[DATA SHOWN Boundary: Start]

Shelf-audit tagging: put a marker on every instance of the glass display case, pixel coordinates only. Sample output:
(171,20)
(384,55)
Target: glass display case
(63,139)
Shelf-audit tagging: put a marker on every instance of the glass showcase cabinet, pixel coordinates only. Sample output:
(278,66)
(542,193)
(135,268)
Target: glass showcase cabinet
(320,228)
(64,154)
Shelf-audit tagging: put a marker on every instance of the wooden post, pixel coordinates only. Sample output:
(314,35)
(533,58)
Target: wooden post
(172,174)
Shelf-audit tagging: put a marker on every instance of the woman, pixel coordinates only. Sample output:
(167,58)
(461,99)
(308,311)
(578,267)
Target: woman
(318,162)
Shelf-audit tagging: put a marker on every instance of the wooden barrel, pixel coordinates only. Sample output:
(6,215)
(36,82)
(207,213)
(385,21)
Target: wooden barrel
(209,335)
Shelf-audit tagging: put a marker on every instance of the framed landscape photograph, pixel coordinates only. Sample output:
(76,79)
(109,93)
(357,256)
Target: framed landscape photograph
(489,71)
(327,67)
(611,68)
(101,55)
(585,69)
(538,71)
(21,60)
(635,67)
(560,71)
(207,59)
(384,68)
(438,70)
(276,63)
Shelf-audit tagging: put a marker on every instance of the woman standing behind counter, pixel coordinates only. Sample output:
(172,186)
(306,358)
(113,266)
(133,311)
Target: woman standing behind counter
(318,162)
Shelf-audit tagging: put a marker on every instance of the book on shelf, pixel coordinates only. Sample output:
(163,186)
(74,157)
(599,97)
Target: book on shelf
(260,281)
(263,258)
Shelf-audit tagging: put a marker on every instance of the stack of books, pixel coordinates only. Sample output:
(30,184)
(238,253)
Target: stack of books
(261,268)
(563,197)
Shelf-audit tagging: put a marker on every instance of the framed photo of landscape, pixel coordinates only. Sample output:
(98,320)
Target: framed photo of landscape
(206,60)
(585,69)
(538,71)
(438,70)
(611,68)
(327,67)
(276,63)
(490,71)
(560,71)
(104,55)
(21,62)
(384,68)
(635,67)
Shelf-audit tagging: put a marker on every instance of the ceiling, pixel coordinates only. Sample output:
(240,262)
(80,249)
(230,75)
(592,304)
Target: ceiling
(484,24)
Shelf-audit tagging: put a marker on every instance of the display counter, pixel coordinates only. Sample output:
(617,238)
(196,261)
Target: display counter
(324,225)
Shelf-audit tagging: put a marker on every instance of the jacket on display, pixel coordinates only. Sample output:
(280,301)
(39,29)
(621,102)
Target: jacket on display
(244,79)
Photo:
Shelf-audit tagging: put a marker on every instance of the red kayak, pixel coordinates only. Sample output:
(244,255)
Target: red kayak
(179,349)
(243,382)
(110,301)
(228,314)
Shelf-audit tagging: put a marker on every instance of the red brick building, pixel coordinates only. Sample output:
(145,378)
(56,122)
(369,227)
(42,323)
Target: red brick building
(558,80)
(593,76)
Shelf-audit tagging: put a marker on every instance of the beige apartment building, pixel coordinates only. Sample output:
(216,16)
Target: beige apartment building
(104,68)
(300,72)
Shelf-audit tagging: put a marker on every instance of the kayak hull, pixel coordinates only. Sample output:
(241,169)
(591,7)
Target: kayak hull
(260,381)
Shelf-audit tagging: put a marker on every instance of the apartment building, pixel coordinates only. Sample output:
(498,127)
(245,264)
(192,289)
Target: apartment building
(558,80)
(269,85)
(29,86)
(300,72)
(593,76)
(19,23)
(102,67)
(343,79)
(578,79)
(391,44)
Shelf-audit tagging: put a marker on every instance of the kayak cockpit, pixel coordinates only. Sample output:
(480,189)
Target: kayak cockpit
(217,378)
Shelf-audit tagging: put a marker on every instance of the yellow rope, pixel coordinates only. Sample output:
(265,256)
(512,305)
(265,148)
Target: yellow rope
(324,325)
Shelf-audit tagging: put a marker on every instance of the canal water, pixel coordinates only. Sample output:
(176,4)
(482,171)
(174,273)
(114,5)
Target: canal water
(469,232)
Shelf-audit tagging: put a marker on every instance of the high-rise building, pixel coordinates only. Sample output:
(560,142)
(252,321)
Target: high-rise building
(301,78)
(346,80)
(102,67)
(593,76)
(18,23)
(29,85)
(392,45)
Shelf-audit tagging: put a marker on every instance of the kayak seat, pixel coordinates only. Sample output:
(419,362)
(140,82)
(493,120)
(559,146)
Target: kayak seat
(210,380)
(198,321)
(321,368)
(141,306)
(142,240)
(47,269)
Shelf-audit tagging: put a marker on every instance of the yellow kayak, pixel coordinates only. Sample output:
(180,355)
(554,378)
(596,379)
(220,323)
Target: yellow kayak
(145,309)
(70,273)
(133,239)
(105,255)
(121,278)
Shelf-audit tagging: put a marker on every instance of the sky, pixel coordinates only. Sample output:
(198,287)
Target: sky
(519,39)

[DATA SHOWN Boundary: End]

**YOUR TASK:**
Beginning with the first line and ending with the last, copy the material above exactly.

**OUTPUT FOR THIS EXERCISE:**
Shelf-audit tagging: put a marker on every instance of the glass display case, pixel coordinates only. Sample output:
(171,20)
(384,55)
Target: glass display case
(63,139)
Shelf-audit tagging: put a marker on every instance of the glass showcase cabinet, pixel coordinates only. Sample output:
(278,66)
(542,193)
(135,268)
Target: glass showcase cabinet
(320,228)
(64,154)
Shelf-audit tagging: put a marker on every instance of the wooden post, pixel coordinates only. Sample output:
(314,35)
(533,58)
Target: wooden post
(172,174)
Shelf-audit tagging: put a marker on every instance of the woman, pixel coordinates only. Sample output:
(167,58)
(461,99)
(308,311)
(578,267)
Target: woman
(318,162)
Shelf-audit tagging: put a marker on every instance of the wooden barrel, pixel coordinates only. Sample output:
(6,215)
(36,82)
(207,213)
(385,21)
Target: wooden barrel
(209,335)
Shelf-audit tagging: put a marker on every instance of the framed landscape photograph, pixel coordinates only. Sample output:
(76,79)
(109,93)
(357,256)
Target: framed landscape photograph
(489,71)
(327,67)
(611,68)
(101,55)
(585,69)
(538,71)
(21,60)
(635,67)
(560,71)
(207,59)
(384,68)
(438,70)
(276,63)
Shelf-audit tagging: put a marker on every instance of the woman standing behind counter, pixel coordinates only. Sample output:
(172,186)
(306,358)
(113,266)
(133,311)
Target: woman standing behind counter
(318,162)
Shelf-audit tagging: put a marker on every instance of the book on shelf, pixel coordinates only. Sample output:
(163,186)
(74,157)
(599,97)
Target: book on shelf
(260,281)
(263,258)
Shelf-audit tagging: put a marker on every instance of the stack of books, pixel coordinates only. Sample output:
(30,184)
(238,253)
Target: stack of books
(261,268)
(563,197)
Shelf-audit tagging: put a marker on every instance of the framed photo of landscape, pixel coordinates only. Sample output:
(98,320)
Target: framed photo of landscape
(206,60)
(585,69)
(538,71)
(438,70)
(611,68)
(327,67)
(276,63)
(490,71)
(560,71)
(104,55)
(21,62)
(384,68)
(635,67)
Shelf-audit tagging: put a marker on every instance of the ceiling, pixel coordinates only. Sample output:
(240,262)
(80,249)
(230,75)
(592,304)
Target: ceiling
(484,24)
Shelf-audit tagging: put a marker on every instance of the display counter, pixel coordinates only. Sample output:
(617,238)
(196,261)
Target: display counter
(324,225)
Shelf-audit tagging: put a marker on every instance of the jacket on display, pixel coordinates only. Sample output:
(280,301)
(39,29)
(621,102)
Target: jacket on display
(244,79)
Photo:
Shelf-audit tagging: put a marker on every instance of the red kayak, pixel coordinates only. Sample output:
(244,255)
Target: red kayak
(179,349)
(243,382)
(110,301)
(228,314)
Shelf-audit tagging: put a marker on every instance of the red brick building, pixel coordinates only. Sample output:
(145,378)
(56,122)
(369,227)
(42,323)
Target: red brick building
(558,80)
(593,76)
Shelf-audit tagging: put a marker on every instance of the beige apartment building, pixel coordinates only. Sample output:
(216,16)
Target: beige apartment building
(104,68)
(300,72)
Shelf-audit tagging: put a marker on every instance of the kayak hull, pixel coordinates only. Sample output:
(241,169)
(591,7)
Target: kayak hull
(260,381)
Shelf-audit tagging: put a marker on every instance of the apartment building, pixel coordinates only. Sample output:
(498,127)
(245,264)
(192,289)
Target: apartment building
(558,80)
(269,85)
(29,86)
(300,72)
(593,76)
(19,23)
(102,67)
(343,79)
(578,79)
(391,44)
Shelf-audit tagging: put a marker on every instance of the kayak cockpit, pixel coordinates only. Sample output:
(480,189)
Target: kayak cockpit
(217,378)
Shelf-audit tagging: put a marker on every instance of the yellow rope, pixel coordinates only. Sample output:
(265,256)
(512,305)
(265,148)
Target: yellow rope
(324,325)
Shelf-audit tagging: put a marker on every instance of the canal water, pixel coordinates only. Sample output:
(176,4)
(482,171)
(174,273)
(114,5)
Target: canal water
(469,232)
Shelf-audit tagging: put a marker on every instance of the high-rise building, pixel coordinates only. Sample output:
(560,142)
(252,321)
Target: high-rise building
(301,78)
(346,80)
(102,67)
(593,76)
(18,23)
(29,85)
(392,45)
Shelf-audit tagging: put a marker on every instance of the kayak seat, pixel coordinates only. Sample output:
(419,362)
(140,82)
(493,120)
(559,146)
Target: kayak seat
(210,380)
(198,321)
(321,368)
(141,306)
(142,240)
(47,269)
Shelf-audit tagging: put a marker on every instance of the yellow kayak, pixel coordinates only. Sample output:
(180,355)
(554,378)
(596,379)
(220,323)
Target: yellow kayak
(145,309)
(70,273)
(133,239)
(105,255)
(121,278)
Shelf-audit tagging: put a marker on every instance of the sky, pixel coordinates only. Sample output:
(198,287)
Target: sky
(519,39)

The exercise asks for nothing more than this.